● **Excerpt**
In particular, academic research focused on running larger models on smaller hardware has resulted in a number of techniques that have dramatically increased the accessibility of AI models. For example, lower-resolution 4-bit or 8-bit models allow consumer-grade hardware to run models that were previously only available on specialized, enterprise hardware. This trend is likely to continue, as the economic incentives for increased affordability are significant in light of the current scarcity of enterprise GPU hardware.
Separately, new research from both commercial and academic groups has pioneered the use of alternative model architectures. While these models are still in their infancy and have not yet been proven to perform or scale as well as transformer-based models like GPT, there is increasing evidence that a new generation of model architectures may remove many current limitations related to memory requirements or context windows.
The hardware landscape is also changing rapidly, as the demand for enterprise GPU hardware has dramatically outstripped supply. This has resulted in a number of new entrants into the market, as well as changing business strategy for both Nvidia and cloud vendors with existing GPU hardware. For example, Nvidia has recently announced new GPU “appliances” under their DGX/EGX/HGX lines that are bundled with software or models, allowing organizations to purchase an AI platform instead of relying on cloud vendors like Microsoft or Amazon.
Separately, hardware and cloud vendors like Intel and Google have also announced new offerings that could overturn Nvidia’s dominance in the market. For example, Google’s new TPUv4 hardware, which they are making more widely available to customers, is designed to run models like GPT-3 and GPT-4 at scale both more quickly and sustainably than Nvidia’s GPUs.
Likewise, Intel has recently announced that its Xeon Scalable processors can be used to train and execute large language models without relying on any other specialized hardware. Such a development could dramatically increase the accessibility of AI models, as it would allow organizations to run models on their existing hardware without needing to purchase specialized servers or scarce GPUs. Such a development could also remove current limitations like small context windows, as the memory available to CPU-based models is significantly more scalable than GPU-based models.

● **Supplied entries**
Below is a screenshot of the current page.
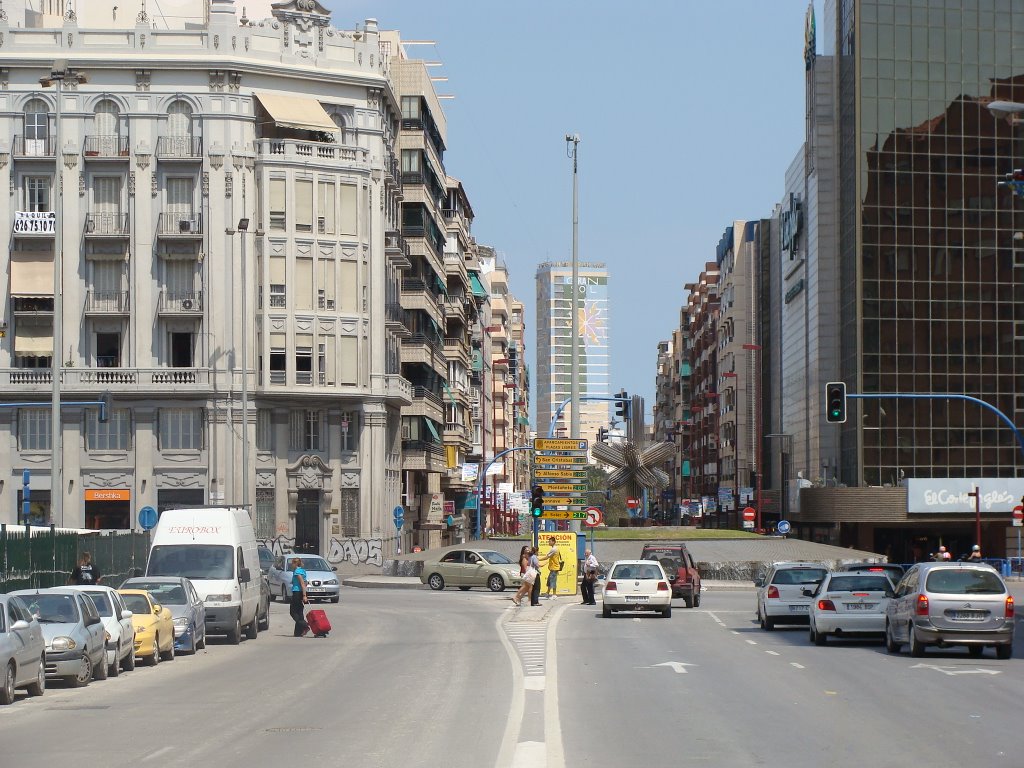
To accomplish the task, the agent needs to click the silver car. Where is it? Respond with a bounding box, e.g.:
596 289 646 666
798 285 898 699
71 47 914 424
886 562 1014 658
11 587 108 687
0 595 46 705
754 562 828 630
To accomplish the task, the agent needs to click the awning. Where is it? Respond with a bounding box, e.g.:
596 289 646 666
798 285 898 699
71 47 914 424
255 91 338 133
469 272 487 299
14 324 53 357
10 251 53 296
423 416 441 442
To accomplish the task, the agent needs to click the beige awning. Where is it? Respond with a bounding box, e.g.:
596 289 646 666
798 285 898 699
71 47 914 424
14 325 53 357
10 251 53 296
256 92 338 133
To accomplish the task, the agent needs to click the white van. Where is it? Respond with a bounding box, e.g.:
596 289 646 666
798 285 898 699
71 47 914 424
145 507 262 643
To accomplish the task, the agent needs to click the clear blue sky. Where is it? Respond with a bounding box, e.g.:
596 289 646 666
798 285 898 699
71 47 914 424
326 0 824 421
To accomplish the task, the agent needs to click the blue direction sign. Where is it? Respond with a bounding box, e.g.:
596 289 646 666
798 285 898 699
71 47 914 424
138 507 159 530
==
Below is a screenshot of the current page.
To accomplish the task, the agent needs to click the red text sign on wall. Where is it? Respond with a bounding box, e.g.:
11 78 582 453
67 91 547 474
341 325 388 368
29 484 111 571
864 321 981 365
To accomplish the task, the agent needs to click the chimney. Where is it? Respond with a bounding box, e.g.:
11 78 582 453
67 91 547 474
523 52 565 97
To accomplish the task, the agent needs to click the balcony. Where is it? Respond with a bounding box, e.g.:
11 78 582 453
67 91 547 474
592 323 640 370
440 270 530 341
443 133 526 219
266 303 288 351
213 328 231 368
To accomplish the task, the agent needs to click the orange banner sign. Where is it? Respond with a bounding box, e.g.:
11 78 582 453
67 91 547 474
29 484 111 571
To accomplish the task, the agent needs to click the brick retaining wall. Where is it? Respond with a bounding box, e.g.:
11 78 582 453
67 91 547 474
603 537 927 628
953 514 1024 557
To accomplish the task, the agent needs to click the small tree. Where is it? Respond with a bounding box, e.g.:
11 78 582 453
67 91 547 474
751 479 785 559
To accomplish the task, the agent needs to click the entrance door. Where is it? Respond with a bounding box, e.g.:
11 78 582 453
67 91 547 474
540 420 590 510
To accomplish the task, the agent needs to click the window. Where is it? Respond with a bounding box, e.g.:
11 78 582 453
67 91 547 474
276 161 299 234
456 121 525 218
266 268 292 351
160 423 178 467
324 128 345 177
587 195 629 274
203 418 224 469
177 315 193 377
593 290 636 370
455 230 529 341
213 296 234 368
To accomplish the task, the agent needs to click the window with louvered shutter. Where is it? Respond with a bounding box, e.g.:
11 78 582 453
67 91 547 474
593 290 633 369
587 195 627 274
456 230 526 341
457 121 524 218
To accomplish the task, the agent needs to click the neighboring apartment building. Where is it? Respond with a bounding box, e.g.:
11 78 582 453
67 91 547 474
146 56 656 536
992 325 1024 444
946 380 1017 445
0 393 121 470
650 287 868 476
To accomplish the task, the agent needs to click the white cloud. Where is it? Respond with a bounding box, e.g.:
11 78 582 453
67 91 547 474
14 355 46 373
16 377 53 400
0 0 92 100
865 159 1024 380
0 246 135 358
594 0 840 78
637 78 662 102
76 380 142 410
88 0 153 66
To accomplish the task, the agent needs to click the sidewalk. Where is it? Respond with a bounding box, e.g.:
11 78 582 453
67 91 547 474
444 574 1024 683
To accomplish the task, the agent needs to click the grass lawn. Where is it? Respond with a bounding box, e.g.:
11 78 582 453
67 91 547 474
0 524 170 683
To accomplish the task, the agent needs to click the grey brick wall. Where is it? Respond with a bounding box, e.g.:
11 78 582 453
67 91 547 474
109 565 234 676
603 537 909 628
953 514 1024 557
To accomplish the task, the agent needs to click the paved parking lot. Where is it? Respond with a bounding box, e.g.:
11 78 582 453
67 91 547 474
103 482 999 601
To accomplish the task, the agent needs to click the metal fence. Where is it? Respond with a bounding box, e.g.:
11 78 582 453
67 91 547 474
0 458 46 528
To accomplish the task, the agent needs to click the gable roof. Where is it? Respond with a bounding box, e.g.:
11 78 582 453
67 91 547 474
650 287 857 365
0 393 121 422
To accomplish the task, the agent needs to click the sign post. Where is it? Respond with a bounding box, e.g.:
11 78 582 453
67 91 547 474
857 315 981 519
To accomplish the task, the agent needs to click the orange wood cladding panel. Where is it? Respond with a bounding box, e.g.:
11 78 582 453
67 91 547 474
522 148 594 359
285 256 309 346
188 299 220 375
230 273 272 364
--
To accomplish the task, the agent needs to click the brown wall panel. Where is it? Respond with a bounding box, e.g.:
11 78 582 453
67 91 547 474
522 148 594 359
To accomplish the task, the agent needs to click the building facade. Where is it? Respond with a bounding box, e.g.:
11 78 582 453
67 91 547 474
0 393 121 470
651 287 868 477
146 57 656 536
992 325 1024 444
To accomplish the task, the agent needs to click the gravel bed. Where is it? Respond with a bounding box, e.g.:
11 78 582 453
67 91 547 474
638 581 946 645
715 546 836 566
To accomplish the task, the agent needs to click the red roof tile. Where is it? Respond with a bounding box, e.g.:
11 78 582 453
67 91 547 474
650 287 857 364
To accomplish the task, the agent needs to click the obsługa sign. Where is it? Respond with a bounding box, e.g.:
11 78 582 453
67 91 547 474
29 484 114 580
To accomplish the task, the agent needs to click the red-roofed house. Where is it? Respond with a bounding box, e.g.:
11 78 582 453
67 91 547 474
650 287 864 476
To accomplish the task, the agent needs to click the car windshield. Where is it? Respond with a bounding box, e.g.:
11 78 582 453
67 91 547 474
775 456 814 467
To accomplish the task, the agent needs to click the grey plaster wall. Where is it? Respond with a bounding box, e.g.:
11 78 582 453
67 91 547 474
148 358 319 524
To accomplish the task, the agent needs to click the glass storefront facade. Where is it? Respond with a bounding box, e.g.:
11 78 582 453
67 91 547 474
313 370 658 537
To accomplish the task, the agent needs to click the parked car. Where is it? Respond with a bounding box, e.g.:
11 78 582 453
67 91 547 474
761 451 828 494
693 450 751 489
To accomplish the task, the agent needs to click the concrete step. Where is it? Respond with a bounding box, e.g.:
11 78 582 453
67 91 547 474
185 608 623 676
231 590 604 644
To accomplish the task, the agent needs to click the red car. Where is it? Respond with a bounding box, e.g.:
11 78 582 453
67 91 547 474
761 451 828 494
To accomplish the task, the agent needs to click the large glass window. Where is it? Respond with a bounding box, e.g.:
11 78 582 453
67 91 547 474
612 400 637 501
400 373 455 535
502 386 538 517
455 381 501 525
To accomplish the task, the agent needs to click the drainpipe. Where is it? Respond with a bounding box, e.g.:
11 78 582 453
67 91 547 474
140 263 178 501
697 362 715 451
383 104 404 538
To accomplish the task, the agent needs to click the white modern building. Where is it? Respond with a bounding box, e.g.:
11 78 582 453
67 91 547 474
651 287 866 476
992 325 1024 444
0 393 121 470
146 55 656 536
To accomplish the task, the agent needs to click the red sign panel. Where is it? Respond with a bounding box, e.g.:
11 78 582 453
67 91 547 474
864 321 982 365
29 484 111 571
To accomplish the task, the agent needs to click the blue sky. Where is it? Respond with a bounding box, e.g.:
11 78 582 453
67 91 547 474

● **Try it**
In the excerpt on AI hardware and models, what does Intel say its Xeon Scalable processors can do?

● **Task answer**
They can train and execute large language models without relying on any other specialized hardware.